* [AIM OF THE TASK] From the data below, extract every line containing the word "field" and copy each one unchanged.

====

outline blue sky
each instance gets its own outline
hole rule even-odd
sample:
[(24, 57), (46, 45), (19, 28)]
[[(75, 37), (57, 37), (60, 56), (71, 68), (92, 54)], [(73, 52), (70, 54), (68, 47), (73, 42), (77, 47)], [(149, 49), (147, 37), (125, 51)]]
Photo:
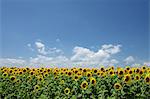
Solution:
[(148, 7), (148, 0), (2, 0), (1, 58), (36, 57), (27, 44), (40, 41), (66, 57), (75, 46), (120, 44), (117, 60), (149, 61)]

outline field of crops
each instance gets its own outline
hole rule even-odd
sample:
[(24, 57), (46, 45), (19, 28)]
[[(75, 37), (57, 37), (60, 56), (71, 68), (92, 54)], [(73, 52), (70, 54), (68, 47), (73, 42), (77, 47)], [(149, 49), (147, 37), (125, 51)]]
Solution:
[(1, 67), (0, 98), (150, 99), (150, 67)]

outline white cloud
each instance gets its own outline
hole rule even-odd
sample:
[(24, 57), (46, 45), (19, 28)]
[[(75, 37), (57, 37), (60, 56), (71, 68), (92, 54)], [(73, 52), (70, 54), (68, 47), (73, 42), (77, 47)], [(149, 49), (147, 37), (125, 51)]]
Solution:
[[(56, 41), (60, 41), (57, 40)], [(27, 46), (33, 49), (33, 45), (27, 44)], [(73, 48), (73, 55), (66, 57), (61, 49), (56, 47), (49, 48), (45, 46), (42, 41), (35, 42), (35, 49), (37, 50), (36, 57), (30, 57), (28, 60), (24, 60), (23, 57), (18, 59), (2, 58), (0, 59), (0, 66), (84, 66), (84, 67), (96, 67), (100, 65), (117, 65), (118, 60), (114, 59), (114, 55), (121, 51), (121, 45), (104, 44), (97, 51), (93, 51), (90, 48), (76, 46)], [(123, 60), (125, 64), (135, 64), (133, 56), (129, 56)], [(145, 62), (144, 64), (150, 64)]]
[(124, 59), (125, 64), (130, 65), (135, 62), (135, 59), (133, 56), (128, 56), (126, 59)]
[(150, 66), (150, 61), (144, 62), (143, 65)]
[(73, 49), (74, 55), (71, 57), (71, 61), (85, 64), (113, 65), (118, 61), (111, 59), (111, 56), (120, 52), (120, 47), (121, 45), (102, 45), (101, 49), (94, 52), (77, 46)]
[(32, 45), (29, 43), (27, 44), (27, 47), (31, 50), (31, 51), (34, 51), (34, 49), (32, 48)]
[(12, 59), (12, 58), (1, 58), (0, 66), (22, 66), (26, 64), (26, 61), (23, 59)]
[(59, 38), (57, 38), (57, 39), (56, 39), (56, 42), (60, 42), (60, 39), (59, 39)]
[(42, 54), (42, 55), (47, 54), (47, 52), (45, 51), (45, 45), (42, 42), (37, 41), (37, 42), (35, 42), (35, 45), (36, 45), (37, 50), (40, 54)]

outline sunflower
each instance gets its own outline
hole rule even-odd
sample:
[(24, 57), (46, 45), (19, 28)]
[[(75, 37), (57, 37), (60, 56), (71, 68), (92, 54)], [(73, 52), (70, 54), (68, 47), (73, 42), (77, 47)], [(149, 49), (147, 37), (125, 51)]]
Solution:
[(133, 73), (133, 71), (132, 71), (132, 70), (129, 70), (129, 71), (128, 71), (128, 73), (129, 73), (129, 74), (132, 74), (132, 73)]
[(47, 77), (47, 76), (48, 76), (48, 73), (45, 73), (45, 74), (44, 74), (44, 77)]
[(150, 84), (150, 76), (149, 76), (149, 75), (146, 75), (145, 78), (144, 78), (144, 81), (145, 81), (147, 84)]
[(3, 75), (2, 75), (3, 77), (8, 77), (8, 73), (7, 72), (5, 72), (5, 73), (3, 73)]
[(123, 76), (123, 74), (124, 74), (124, 71), (120, 69), (120, 70), (118, 71), (118, 75), (119, 75), (119, 76)]
[(90, 78), (90, 83), (91, 83), (92, 85), (95, 85), (95, 84), (96, 84), (96, 79), (95, 79), (94, 77), (91, 77), (91, 78)]
[(130, 67), (129, 67), (129, 66), (126, 66), (126, 70), (127, 70), (127, 71), (130, 70)]
[(40, 86), (39, 86), (39, 85), (35, 85), (35, 86), (34, 86), (34, 90), (35, 90), (35, 91), (38, 91), (39, 89), (40, 89)]
[(34, 75), (35, 74), (35, 72), (34, 71), (30, 71), (30, 75)]
[(78, 75), (75, 75), (75, 76), (73, 77), (73, 79), (74, 79), (75, 81), (78, 81), (79, 78), (80, 78), (80, 76), (78, 76)]
[(23, 69), (23, 72), (24, 72), (24, 73), (25, 73), (25, 72), (27, 72), (27, 69), (26, 69), (26, 68), (24, 68), (24, 69)]
[(105, 71), (104, 67), (101, 67), (100, 70), (101, 70), (101, 71)]
[(139, 74), (140, 74), (140, 75), (143, 75), (143, 73), (144, 73), (143, 70), (140, 70), (140, 71), (139, 71)]
[(134, 78), (135, 80), (140, 80), (140, 75), (135, 75), (135, 78)]
[(139, 73), (139, 72), (140, 72), (140, 69), (139, 69), (139, 68), (137, 68), (137, 69), (135, 70), (135, 72), (136, 72), (136, 73)]
[(109, 71), (109, 75), (113, 75), (114, 74), (114, 71), (113, 70), (110, 70)]
[(101, 77), (105, 77), (106, 73), (105, 72), (101, 72), (100, 75), (101, 75)]
[(62, 84), (62, 85), (63, 85), (64, 83), (65, 83), (65, 81), (64, 81), (64, 80), (61, 80), (61, 81), (60, 81), (60, 84)]
[(93, 69), (93, 73), (95, 73), (95, 74), (96, 74), (97, 72), (98, 72), (98, 70), (97, 70), (97, 69)]
[(16, 81), (17, 83), (20, 83), (21, 82), (21, 80), (20, 79), (17, 79), (17, 81)]
[(111, 66), (110, 68), (111, 68), (111, 70), (114, 70), (114, 66)]
[(82, 75), (82, 73), (81, 73), (81, 72), (78, 72), (78, 73), (77, 73), (77, 75), (78, 75), (78, 76), (81, 76), (81, 75)]
[(142, 66), (142, 69), (143, 69), (143, 70), (146, 70), (146, 66)]
[(87, 81), (83, 81), (80, 86), (81, 86), (82, 89), (87, 89), (88, 82)]
[(23, 72), (22, 71), (19, 71), (19, 75), (22, 75), (23, 74)]
[(115, 90), (118, 91), (118, 90), (121, 90), (121, 88), (122, 88), (122, 86), (121, 86), (120, 83), (115, 83), (115, 84), (114, 84), (114, 89), (115, 89)]
[(11, 74), (11, 73), (13, 73), (13, 70), (12, 70), (12, 69), (10, 69), (10, 70), (9, 70), (9, 73), (10, 73), (10, 74)]
[(15, 77), (15, 76), (10, 76), (10, 80), (11, 80), (11, 81), (15, 81), (15, 80), (16, 80), (16, 77)]
[(87, 76), (87, 77), (91, 77), (91, 76), (92, 76), (92, 73), (91, 73), (91, 72), (87, 72), (87, 73), (86, 73), (86, 76)]
[(42, 81), (43, 80), (43, 76), (37, 76), (38, 81)]
[(70, 89), (69, 89), (69, 88), (66, 88), (66, 89), (64, 90), (64, 93), (65, 93), (66, 95), (69, 95)]
[(130, 74), (127, 74), (124, 76), (124, 82), (125, 83), (129, 83), (131, 81), (131, 75)]
[(67, 73), (68, 76), (71, 76), (72, 74), (73, 74), (72, 71), (68, 71)]

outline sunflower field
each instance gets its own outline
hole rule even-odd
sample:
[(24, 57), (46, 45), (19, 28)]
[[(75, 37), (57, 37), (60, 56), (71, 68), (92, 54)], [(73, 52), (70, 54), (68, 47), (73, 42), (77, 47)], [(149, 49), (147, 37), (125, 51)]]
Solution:
[(1, 67), (0, 99), (150, 99), (150, 67)]

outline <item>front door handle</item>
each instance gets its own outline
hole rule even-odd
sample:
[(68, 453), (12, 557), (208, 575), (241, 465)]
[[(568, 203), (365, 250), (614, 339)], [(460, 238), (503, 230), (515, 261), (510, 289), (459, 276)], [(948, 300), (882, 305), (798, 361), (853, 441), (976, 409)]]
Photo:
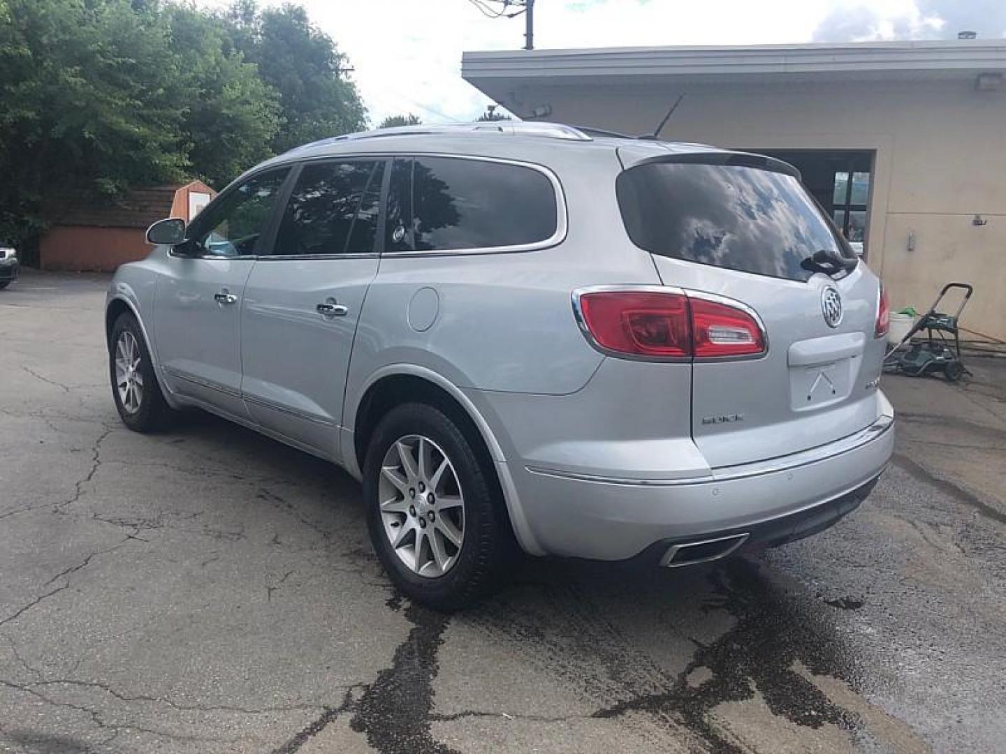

====

* [COMPLETED EXERCISE]
outline field of crops
outline sunflower field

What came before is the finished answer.